----- MATERIAL SHOWN
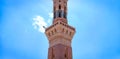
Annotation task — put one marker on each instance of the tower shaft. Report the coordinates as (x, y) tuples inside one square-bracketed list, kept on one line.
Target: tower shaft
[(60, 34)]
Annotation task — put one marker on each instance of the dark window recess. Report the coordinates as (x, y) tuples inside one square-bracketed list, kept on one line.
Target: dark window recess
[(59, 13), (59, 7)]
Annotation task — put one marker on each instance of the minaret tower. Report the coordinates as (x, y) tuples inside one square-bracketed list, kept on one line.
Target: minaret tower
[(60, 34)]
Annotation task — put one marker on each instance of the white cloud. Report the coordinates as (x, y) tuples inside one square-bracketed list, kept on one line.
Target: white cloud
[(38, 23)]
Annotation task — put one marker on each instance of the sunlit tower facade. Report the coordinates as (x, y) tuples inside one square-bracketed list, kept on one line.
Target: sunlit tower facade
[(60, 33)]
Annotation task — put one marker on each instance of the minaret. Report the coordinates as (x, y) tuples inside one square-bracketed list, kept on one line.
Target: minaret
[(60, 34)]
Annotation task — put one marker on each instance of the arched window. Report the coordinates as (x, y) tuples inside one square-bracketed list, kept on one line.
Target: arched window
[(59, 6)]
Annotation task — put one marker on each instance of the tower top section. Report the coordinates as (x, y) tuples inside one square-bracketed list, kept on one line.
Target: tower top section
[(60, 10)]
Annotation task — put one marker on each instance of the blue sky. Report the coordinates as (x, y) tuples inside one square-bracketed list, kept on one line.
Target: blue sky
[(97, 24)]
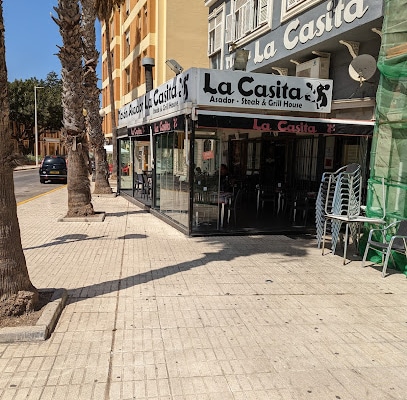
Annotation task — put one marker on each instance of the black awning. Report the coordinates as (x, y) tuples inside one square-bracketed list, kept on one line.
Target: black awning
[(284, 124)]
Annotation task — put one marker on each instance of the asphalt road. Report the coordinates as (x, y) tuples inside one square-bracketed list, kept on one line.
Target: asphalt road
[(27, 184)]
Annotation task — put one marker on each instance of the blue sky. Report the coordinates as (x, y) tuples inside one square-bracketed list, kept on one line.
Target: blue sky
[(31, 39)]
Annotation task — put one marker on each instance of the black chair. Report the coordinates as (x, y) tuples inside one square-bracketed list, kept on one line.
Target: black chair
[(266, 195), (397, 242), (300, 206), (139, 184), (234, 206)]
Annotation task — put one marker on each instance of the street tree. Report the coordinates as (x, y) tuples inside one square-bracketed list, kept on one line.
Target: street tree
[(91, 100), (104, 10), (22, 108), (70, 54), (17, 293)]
----------
----- MATERIAL SHOWN
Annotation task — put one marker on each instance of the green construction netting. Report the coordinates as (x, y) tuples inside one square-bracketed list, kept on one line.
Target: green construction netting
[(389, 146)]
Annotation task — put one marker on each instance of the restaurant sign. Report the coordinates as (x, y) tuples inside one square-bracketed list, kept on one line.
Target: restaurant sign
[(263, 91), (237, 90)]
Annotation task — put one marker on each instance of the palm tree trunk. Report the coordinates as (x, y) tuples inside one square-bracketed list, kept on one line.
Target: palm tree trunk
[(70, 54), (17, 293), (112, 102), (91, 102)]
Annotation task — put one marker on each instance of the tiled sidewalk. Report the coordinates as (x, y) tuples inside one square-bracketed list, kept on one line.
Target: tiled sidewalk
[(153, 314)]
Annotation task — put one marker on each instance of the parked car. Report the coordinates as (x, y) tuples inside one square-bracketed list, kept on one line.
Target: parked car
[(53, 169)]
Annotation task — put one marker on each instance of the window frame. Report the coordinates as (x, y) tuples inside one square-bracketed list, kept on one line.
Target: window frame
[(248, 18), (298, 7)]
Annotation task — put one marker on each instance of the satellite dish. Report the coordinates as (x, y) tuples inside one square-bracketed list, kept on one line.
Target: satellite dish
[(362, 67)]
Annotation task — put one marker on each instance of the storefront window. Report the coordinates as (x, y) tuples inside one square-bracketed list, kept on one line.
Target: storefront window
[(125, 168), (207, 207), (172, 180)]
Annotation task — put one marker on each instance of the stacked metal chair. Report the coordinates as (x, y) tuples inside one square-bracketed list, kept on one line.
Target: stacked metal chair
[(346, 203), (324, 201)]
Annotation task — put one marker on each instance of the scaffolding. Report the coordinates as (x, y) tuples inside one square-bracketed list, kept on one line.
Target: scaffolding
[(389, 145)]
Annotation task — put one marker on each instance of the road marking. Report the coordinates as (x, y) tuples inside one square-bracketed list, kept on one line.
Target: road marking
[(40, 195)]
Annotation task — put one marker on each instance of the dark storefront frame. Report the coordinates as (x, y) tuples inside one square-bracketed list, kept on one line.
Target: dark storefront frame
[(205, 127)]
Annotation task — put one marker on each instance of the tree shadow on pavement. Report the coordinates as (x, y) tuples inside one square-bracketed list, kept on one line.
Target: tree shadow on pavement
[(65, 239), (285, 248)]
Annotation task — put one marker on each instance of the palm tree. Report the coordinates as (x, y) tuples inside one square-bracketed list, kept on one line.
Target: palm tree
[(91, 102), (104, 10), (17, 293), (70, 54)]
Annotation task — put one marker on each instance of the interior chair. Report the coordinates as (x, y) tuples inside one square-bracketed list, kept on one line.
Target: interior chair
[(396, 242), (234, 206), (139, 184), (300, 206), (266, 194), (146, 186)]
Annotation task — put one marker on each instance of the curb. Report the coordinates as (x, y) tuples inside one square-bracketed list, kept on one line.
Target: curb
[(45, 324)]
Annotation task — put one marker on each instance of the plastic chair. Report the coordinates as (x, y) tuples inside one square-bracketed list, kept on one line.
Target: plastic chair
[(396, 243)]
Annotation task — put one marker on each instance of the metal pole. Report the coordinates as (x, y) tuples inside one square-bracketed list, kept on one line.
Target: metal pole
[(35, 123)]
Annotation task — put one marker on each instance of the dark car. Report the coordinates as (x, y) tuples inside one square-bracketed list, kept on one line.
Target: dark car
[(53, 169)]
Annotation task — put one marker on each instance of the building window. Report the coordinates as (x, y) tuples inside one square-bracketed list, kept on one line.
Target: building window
----------
----- MATERIAL SHOWN
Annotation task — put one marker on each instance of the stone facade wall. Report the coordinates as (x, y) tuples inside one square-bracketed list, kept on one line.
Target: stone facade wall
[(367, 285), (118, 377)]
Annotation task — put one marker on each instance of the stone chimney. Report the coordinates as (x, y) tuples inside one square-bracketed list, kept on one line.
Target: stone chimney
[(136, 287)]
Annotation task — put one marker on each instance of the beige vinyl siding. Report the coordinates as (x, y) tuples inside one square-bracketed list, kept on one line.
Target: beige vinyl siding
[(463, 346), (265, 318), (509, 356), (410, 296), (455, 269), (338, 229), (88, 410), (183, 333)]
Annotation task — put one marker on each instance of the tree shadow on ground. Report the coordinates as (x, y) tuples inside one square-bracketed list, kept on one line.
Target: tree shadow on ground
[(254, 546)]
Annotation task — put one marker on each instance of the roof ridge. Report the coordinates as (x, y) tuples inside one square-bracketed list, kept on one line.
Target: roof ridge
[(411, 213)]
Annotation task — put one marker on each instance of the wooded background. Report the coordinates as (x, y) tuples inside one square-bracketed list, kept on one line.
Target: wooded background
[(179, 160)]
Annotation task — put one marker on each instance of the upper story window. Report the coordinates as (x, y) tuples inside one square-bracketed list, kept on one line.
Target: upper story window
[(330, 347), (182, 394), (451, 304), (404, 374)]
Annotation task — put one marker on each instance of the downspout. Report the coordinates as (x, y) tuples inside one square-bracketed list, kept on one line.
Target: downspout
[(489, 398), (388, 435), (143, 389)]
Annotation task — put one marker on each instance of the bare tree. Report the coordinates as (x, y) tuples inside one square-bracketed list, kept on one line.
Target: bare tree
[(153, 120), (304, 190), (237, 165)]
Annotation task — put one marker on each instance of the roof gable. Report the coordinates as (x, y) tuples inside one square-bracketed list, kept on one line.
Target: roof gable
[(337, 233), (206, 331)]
----------
_WORK INSTRUCTIONS_
Sift the data above for lines with "building", then copy each one.

_RESPONSE FOR THIS EXERCISE_
Annotation task — put one marker on each instance of the building window. Report the coordinates as (x, y) tuples inside one square-bracketed list, kept on one line.
Target: building window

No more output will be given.